---------- TEXTE DE LA PAGE ----------
Un grand distrait

Après Vérone 1999 et 2004 et Lisbonne 2001, il rêve d’un quatrième sacre mondial à Madrid.

Le coureur espagnol Oscar Freire (29 ans) n’est pas avare de son temps et se prête volontiers à l’interview, même si la douceur printanière incline au farniente :  » Cela fait partie de mon boulot « …

Trois fois l’or, une fois le bronze et une médaille d’argent en Espoirs. Pourquoi le Mondial vous réussit-il aussi bien ?

Oscar Freire : Je n’ai pas de secret ! En 1997, ma première course importante a été le Mondial de San Sebastián. J’ai terminé deuxième comme Espoir et depuis, le championnat du monde est mon objectif. Lors de ma deuxième année pro, j’ai gagné le Mondial de Vérone. Ce fut le déclic. J’ai compris que si je pouvais m’imposer sur un parcours aussi dur, je serais encore souvent champion.

Est-ce une question de concentration, d’ambition ?

Il faut conserver la mentalité adéquate en fin de saison, garder l’envie de s’entraîner, de courir. Je ne me prépare pas spécialement mais j’évite de surcharger ma saison. En plus, les parcours me conviennent généralement. Je me tire d’affaire en côte et je suis rapide. C’est la combinaison idéale pour un Mondial. Le jour de la course, je ne plaisante pas vraiment. Je suis très concentré, comme si j’étais en transes, mais le stress n’a pas d’impact négatif sur moi.

Les autres courses vous intéressent moins ?

C’est logique quand on a gagné une course aussi importante. Mais ce n’est pas la seule grande course que je veux gagner. Simplement, j’ai souvent échoué de peu, comme à Milan – Sanremo : troisième, cinquième, septième, puis la saison passée, bingo !

Vos trois titres se valent-ils ou l’un d’eux a-t-il plus de valeur à vos yeux ?
---------- ENREGISTREMENTS EXTRAITS ----------
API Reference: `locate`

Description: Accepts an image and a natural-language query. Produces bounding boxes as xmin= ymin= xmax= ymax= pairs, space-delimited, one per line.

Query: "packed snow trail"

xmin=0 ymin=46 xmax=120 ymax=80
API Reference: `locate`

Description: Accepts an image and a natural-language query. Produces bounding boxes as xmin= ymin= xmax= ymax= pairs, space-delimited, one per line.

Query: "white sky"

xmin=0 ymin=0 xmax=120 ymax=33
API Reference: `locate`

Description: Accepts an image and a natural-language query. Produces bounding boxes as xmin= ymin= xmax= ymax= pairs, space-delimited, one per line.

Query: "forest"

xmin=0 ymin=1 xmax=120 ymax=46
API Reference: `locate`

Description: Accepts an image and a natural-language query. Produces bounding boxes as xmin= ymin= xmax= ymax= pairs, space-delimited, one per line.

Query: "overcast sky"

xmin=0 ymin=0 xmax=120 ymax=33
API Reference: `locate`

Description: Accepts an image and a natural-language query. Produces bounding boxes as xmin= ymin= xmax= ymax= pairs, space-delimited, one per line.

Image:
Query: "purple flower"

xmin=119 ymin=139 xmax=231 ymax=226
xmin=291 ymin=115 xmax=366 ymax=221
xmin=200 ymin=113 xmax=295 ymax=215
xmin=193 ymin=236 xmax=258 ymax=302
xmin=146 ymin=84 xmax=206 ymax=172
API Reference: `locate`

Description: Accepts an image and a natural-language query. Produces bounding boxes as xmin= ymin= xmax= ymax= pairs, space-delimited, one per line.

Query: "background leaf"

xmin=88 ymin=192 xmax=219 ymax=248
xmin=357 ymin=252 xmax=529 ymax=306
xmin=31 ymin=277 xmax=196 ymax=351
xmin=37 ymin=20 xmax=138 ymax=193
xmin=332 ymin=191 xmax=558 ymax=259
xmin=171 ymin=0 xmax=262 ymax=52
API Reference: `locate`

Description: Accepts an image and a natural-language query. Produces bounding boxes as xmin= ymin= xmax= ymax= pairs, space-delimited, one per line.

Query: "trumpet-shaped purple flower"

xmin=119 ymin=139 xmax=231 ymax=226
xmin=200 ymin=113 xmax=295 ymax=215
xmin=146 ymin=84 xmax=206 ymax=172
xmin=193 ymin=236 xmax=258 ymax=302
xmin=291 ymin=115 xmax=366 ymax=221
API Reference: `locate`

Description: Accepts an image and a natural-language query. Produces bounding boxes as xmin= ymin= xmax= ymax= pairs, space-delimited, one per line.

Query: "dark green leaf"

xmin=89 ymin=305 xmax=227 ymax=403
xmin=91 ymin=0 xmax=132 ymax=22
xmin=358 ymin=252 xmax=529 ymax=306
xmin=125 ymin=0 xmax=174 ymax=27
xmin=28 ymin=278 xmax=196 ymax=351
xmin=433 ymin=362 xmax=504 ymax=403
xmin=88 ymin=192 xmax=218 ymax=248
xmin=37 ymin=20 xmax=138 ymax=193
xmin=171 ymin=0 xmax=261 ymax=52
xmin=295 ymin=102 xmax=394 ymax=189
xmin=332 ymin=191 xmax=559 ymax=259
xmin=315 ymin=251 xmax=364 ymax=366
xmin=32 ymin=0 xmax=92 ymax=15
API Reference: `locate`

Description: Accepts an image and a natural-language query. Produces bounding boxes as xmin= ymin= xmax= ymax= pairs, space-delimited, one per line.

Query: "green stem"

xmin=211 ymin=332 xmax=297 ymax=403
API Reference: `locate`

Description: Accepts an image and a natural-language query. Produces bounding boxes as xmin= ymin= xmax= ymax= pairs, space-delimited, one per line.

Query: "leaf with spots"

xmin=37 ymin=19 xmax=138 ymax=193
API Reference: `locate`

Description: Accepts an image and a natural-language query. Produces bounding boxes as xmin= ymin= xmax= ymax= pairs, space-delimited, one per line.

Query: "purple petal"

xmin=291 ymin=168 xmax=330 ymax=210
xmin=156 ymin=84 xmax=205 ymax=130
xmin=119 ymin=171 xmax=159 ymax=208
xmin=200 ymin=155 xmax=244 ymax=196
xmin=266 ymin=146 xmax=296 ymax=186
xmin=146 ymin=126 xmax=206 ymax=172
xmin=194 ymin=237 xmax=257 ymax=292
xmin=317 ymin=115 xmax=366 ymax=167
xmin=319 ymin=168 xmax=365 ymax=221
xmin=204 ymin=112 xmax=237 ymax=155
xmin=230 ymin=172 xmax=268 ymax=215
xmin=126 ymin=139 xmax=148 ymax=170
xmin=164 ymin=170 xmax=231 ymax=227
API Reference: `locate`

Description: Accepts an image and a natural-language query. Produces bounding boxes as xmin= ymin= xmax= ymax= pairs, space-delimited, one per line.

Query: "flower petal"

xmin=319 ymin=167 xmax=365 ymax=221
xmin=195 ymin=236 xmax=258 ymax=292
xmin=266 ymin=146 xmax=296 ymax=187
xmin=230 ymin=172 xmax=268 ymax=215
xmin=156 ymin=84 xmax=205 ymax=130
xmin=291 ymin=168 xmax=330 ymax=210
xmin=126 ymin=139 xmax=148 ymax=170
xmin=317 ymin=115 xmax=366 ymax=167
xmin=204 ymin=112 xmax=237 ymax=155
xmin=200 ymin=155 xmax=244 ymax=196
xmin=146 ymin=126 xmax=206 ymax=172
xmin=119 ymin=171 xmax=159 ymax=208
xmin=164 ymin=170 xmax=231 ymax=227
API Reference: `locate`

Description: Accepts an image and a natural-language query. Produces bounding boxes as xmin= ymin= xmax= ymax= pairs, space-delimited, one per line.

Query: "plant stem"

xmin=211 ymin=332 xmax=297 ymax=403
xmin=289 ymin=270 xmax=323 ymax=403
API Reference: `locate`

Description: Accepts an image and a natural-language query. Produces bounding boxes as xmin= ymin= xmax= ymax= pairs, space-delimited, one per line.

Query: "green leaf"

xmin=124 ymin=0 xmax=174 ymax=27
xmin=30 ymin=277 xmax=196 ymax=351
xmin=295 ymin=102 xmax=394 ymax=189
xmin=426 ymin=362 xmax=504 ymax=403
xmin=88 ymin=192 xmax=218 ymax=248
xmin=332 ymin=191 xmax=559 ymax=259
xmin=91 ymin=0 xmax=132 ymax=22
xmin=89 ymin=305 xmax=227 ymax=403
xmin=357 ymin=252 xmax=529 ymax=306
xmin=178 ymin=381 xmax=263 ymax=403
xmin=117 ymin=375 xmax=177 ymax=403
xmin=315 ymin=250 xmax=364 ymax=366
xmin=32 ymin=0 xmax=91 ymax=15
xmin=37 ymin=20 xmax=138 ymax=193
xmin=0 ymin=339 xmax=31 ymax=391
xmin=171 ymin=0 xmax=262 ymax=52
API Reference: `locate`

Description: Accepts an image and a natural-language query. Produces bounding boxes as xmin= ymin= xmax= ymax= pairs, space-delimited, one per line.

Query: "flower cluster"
----------
• [VOTRE OBJECTIF]
Écrivez la suite de l'entretien avec le coureur Oscar Freire, juste après la dernière question posée.

• [RÉPONSE ATTENDUE]
Le premier est le plus beau car nul, même pas moi, ne s’y attendait. J’étais un illustre inconnu blessé toute la saison. Ma vie a changé. Les gens se demandaient si c’était l’effet du hasard et j’étais obligé de prester pour leur prouver le contraire. A 23 ans, ce n’est pas facile. Je conserve de moins bons souvenirs de Lisbonne : il n’y avait pas beaucoup d’ambiance et j’avais appris à l’aéroport que ma grand-mère était décédée. Le troisième sacre vaut plus que le précédent car il est très difficile de gagner trois fois un Mondial.

Le Mondial vous tient à c£ur mais Vérone aussi.

Deux titres dans la même ville, c’est unique. Je me sentais bien l’année passée, je me suis entraîné comme en 1999 et j’étais encore plus motivé que d’habitude car je savais que je ne devais redouter personne sur ce parcours û sachant qu’il faut aussi un brin de chance. En ce qui me concerne, on peut y organiser un troisième championnat du monde !

Le cycliste espagnol a changé

Madrid n’est pas mal non plus ?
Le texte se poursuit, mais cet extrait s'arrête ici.